Исходный текст →
::::
Фактически на протяжении последних 15 лет жизни у императора было две семьи. За эти годы Екатерина Долгорукая родила императору четверых детей: Георгия, Ольгу, Бориса (он умер в младенчестве) и Екатерину. Императрица знала о происходящем, но, конечно, ничего не могла поделать.
Императрица Мария Александровна. 1870-е гг.
Писать обо всем этом приходится вовсе не из желания добавить в рассказ мелодраматический оттенок. Просто личная жизнь абсолютного монарха неизбежно влияет на его поступки, принимаемые решения, а в конечном итоге – и на жизнь страны. В данном случае влияние было не очень заметным для посторонних глаз, но от этого не менее важным. С середины 1860-х годов Александр II постепенно утрачивает интерес если не к государственным делам вообще (чувство долга все же было в нем необычайно сильно развито), то по крайней мере к масштабным преобразованиям. Историки обычно объясняли это непоследовательностью и усталостью самодержца, некоторым разочарованием в первых итогах реформ, наконец нарастанием охранительных тенденций в ответ на рост оппозиционного и революционного движения. Все эти объяснения в целом справедливы. Теперь, оценив, насколько большое место в его жизни занимала вторая семья, мы можем добавить к ним еще один важный фактор. Кроме того, становится понятным и некоторое отчуждение между императором и наследником Александром Александровичем, которое с годами только росло и в итоге уже после трагической гибели царя-освободителя привело к тому, что его сын, новый император Александр III, демонстративно и решительно изменил политический курс правительства.
::::
[Сохранённые записи]
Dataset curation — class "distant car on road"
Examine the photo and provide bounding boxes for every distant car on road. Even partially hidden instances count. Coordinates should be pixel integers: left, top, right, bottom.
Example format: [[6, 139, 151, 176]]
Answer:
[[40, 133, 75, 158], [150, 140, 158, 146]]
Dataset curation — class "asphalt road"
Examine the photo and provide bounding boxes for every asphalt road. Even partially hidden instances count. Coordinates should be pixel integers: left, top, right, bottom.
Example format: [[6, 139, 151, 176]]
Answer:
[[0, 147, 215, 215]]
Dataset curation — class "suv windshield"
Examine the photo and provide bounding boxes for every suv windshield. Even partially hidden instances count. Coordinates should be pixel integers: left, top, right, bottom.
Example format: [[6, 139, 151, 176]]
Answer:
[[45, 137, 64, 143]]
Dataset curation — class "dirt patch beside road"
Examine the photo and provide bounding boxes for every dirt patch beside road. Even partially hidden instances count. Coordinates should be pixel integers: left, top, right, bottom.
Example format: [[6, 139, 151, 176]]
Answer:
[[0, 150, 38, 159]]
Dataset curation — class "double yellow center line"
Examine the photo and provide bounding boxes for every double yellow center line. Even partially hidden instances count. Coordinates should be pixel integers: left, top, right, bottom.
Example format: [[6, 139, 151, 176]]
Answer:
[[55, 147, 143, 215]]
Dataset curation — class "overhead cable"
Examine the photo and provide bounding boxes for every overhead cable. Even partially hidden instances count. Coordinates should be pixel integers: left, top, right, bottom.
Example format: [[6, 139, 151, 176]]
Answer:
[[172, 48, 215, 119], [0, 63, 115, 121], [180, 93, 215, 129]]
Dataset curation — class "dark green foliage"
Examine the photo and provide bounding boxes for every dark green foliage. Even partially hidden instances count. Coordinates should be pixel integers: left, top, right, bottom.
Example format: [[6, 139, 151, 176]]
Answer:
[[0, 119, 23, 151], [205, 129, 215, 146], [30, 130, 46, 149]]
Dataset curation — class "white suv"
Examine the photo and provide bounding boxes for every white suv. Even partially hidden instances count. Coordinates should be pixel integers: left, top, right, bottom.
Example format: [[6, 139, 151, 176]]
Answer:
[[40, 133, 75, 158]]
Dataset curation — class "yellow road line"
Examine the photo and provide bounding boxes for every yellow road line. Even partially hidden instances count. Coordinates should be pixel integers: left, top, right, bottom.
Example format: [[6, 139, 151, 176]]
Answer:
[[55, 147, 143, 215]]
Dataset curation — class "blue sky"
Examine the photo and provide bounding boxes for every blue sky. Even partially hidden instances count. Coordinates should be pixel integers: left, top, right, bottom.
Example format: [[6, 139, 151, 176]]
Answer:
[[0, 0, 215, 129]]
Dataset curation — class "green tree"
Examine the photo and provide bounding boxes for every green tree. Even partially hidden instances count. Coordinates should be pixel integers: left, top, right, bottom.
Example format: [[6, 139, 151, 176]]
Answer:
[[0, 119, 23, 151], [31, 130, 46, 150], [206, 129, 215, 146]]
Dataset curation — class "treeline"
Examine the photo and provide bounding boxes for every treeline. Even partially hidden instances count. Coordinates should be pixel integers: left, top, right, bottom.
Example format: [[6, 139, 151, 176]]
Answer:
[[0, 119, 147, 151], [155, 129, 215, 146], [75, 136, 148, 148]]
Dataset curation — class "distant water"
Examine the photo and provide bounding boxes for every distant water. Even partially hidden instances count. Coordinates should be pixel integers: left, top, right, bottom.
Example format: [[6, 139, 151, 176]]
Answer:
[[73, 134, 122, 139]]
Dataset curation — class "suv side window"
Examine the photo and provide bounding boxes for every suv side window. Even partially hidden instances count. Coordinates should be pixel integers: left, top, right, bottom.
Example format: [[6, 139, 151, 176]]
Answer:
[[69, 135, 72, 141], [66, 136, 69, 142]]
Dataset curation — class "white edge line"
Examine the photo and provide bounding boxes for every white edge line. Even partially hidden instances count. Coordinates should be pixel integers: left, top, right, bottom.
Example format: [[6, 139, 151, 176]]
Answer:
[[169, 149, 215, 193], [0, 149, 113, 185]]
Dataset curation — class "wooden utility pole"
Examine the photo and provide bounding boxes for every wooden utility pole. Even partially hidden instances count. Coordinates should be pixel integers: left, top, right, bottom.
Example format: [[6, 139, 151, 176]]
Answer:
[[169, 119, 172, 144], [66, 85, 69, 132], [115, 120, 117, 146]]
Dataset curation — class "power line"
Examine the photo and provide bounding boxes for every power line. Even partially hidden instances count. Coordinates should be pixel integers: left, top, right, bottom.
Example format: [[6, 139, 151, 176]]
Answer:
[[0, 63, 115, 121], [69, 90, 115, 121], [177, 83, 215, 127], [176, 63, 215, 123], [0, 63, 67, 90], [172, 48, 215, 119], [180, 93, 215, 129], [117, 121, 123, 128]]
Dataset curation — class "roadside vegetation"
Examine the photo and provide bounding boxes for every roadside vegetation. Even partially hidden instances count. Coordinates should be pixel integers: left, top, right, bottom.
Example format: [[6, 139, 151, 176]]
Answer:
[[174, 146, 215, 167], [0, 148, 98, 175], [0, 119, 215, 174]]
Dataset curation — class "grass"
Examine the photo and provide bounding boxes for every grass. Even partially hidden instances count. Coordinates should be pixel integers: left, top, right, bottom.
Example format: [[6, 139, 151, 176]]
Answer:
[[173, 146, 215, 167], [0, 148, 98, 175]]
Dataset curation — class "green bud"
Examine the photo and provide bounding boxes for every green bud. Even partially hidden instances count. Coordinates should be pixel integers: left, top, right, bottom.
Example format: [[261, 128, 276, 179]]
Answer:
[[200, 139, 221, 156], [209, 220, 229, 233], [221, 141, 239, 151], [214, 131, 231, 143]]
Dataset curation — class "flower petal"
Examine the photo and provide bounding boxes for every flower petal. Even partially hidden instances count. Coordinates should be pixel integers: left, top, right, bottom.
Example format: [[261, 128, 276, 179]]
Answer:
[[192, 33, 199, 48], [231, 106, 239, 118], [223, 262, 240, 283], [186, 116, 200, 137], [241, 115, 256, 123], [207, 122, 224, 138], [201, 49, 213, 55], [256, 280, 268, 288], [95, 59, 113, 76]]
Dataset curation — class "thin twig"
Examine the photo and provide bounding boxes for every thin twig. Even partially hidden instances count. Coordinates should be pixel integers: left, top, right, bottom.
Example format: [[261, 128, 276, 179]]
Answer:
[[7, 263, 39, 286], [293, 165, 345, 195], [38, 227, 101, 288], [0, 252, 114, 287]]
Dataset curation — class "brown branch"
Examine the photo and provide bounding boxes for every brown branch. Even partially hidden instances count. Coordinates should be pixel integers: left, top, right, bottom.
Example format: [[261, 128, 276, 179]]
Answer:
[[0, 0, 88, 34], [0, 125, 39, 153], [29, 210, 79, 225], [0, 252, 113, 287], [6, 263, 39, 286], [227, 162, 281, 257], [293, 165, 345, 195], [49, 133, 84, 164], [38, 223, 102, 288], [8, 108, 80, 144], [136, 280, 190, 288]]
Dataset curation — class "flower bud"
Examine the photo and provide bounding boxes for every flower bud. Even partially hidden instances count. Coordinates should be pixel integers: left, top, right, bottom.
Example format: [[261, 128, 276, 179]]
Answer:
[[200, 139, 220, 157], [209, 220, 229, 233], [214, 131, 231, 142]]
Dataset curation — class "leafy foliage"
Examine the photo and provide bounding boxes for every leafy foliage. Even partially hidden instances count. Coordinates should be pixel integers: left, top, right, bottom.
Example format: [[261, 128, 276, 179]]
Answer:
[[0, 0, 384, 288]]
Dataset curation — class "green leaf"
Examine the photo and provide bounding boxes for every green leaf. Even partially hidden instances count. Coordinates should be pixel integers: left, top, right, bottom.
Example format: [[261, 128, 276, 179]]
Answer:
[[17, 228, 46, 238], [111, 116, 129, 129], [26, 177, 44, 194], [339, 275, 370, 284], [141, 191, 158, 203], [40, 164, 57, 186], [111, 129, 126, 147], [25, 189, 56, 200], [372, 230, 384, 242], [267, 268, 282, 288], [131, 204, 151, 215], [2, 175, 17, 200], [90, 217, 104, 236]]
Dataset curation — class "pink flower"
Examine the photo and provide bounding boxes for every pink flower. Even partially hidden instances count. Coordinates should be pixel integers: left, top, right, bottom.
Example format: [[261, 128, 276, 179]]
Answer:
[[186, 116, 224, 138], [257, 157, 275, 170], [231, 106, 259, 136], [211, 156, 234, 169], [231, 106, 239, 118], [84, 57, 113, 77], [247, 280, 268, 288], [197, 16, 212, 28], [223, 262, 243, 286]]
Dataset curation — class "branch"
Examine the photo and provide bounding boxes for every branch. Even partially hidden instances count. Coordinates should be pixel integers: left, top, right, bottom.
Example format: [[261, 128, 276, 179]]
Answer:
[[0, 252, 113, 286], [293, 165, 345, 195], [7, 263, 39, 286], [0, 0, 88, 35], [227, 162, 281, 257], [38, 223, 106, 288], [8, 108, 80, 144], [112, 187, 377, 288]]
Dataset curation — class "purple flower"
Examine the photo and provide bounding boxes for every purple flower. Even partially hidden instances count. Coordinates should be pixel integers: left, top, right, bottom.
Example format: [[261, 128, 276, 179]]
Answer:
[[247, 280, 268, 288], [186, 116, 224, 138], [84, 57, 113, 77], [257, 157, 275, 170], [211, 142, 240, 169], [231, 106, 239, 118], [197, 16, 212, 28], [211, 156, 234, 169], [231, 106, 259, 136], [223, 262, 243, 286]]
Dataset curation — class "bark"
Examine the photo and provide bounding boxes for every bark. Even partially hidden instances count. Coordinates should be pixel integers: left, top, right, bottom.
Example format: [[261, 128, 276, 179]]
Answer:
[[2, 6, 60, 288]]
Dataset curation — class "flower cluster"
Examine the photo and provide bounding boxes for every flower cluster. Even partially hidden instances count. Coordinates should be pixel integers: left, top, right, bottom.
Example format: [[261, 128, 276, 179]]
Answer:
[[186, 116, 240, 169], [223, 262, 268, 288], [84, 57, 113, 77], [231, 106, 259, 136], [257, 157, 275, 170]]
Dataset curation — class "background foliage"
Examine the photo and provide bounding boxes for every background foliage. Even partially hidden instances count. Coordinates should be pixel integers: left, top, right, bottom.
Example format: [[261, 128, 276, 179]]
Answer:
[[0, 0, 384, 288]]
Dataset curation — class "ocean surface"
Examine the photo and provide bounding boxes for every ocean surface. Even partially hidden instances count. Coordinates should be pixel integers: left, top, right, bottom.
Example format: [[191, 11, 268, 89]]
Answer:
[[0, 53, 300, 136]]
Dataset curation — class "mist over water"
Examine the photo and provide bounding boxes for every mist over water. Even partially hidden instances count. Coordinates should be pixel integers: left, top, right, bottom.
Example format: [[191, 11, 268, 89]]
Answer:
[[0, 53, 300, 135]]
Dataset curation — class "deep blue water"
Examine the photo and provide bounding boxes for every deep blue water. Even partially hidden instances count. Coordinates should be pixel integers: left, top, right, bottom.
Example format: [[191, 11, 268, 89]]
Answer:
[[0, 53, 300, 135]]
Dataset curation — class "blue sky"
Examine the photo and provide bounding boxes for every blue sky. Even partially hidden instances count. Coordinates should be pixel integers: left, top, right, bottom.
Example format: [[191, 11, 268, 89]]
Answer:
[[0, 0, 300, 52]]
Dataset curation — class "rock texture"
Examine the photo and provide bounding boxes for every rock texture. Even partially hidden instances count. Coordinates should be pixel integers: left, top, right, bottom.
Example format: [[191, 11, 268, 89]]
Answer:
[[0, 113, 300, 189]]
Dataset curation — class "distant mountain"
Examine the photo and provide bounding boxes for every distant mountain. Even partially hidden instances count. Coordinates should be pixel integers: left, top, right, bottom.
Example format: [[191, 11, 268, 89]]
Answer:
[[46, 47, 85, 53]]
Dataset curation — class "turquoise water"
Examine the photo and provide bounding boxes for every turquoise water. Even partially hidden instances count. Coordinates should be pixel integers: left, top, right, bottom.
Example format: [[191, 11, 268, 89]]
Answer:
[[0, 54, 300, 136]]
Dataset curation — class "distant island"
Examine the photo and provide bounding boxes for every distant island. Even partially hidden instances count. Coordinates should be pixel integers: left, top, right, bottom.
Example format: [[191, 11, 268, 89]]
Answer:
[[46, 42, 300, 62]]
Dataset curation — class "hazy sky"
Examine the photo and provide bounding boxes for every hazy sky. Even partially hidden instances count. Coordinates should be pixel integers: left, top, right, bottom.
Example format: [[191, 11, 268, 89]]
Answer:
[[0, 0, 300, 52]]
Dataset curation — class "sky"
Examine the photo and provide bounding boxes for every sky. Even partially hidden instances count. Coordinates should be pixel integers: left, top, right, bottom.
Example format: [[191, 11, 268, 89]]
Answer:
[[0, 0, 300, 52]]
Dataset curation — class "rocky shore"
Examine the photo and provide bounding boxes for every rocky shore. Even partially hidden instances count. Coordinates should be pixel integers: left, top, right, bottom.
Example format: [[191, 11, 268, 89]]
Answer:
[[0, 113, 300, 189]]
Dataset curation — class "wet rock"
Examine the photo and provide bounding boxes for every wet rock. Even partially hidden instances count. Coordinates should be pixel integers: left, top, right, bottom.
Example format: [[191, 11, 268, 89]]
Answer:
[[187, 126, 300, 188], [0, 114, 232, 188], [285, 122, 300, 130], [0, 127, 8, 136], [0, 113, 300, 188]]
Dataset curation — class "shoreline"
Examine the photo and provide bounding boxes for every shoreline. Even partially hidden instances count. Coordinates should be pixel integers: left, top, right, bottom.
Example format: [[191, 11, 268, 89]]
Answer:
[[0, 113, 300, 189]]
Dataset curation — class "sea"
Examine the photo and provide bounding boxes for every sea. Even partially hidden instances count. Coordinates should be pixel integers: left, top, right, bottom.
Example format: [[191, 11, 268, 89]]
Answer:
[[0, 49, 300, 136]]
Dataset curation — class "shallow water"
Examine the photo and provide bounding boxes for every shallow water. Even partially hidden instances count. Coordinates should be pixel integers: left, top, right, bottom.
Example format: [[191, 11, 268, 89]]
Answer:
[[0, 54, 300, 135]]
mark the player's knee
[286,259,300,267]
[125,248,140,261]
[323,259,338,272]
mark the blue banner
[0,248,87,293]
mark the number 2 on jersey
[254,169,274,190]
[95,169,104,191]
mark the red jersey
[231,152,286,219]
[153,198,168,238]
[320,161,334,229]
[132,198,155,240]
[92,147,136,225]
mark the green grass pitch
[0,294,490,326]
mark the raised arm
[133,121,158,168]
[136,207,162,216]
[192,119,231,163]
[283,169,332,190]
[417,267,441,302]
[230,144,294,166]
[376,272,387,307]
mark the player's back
::::
Цель задания → Продолжите текст об Александре II и его второй семье, начав сразу после последнего предложения.

Письменный ответ →
Фактически серьезно встряхнуть Александра II с середины 1860-х годов могли только очень значительные или неожиданные события. Первым в их числе и стало покушение 4 апреля. В этот день император, как всегда, прогуливался по Летнему саду. У выхода он задержался. Вот как сам он через пару дней описывал произошедшее. «Я садился в коляску и, обернувшись к толпе, надевал шинель, как вдруг слышу выстрел. Я никак не мог себе вообразить, что в меня стреляют. Повернувшись, я увидел, что какой-то человек падает, и подумал, что он себя застрелил. Я подошел, тут мне говорят, что было. Я обратился к нему и говорю: “Кто ты такой?” Первое его слово: “Я русский”, и потом, обратившись ко всем окружающим и показав на меня, он сказал: “Я в него стрелял, потому что он вас всех обманул”. – Я их обманул», – с горечью завершил император рассказ.
Княжна Екатерина Долгорукова. 1870-е гг.
Покушавшийся оказался бывшим студентом Дмитрием Каракозовым, членом крохотного революционного кружка. И сам государь, и русское общество, еще не привыкшее к террористическим актам, было в шоке. И хотя никаких признаков заговора не было обнаружено, внутренняя политика правительства после покушения резко изменилась, так что в глазах многих наблюдателей именно 4 апреля стало переломным днем царствования. Целый ряд министров, имевших репутацию реформаторов, был отправлен в отставку, в столице под председательством грозного графа М. Н. Муравьева (имевшего яркое прозвище Вешатель) была учреждена Верховная следственная комиссия, консервативная пресса метала громы и молнии, а верноподданная оппозиция трепетала.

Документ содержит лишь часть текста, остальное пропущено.